══ Information supplied ══

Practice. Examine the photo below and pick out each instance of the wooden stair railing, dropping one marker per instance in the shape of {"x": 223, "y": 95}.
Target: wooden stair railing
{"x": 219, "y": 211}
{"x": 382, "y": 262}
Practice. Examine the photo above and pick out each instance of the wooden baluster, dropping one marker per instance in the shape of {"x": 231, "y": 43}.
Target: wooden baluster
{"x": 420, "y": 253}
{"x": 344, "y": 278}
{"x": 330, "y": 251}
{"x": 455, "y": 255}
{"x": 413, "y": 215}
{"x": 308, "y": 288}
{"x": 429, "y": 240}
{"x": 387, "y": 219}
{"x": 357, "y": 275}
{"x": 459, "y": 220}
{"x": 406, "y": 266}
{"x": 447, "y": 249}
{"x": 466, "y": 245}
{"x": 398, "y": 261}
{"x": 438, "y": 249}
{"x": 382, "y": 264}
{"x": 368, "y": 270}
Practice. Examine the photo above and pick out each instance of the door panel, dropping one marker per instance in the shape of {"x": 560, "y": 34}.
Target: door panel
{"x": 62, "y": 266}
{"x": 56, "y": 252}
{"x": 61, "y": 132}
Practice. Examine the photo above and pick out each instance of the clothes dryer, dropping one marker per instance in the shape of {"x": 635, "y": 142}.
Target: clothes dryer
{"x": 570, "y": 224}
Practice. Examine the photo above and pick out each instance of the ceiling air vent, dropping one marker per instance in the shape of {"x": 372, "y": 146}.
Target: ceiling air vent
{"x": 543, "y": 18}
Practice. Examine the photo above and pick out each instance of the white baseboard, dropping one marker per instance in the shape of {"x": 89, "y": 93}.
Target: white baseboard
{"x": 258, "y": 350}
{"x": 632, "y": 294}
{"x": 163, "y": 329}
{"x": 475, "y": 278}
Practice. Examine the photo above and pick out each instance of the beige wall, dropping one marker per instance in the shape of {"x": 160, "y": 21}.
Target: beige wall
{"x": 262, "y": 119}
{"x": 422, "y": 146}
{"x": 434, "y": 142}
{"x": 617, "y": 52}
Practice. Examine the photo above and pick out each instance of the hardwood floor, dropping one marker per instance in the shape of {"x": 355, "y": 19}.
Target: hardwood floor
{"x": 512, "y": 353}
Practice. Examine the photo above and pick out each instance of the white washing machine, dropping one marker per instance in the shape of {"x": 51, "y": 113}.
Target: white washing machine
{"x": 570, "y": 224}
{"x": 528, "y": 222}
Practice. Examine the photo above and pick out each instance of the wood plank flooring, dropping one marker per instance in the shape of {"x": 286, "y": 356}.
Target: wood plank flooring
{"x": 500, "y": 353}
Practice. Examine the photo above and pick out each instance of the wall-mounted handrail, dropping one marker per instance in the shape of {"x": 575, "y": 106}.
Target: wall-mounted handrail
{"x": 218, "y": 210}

═══

[Problem]: Reply with an exact copy of the lines running from the one containing "of the wall-mounted" through the end of the entries above, both ends included.

[Solution to the problem]:
Practice. Examine the photo above and pick out each instance of the wall-mounted handrail, dropping one marker per instance in the shape of {"x": 575, "y": 106}.
Target: wall-mounted handrail
{"x": 218, "y": 210}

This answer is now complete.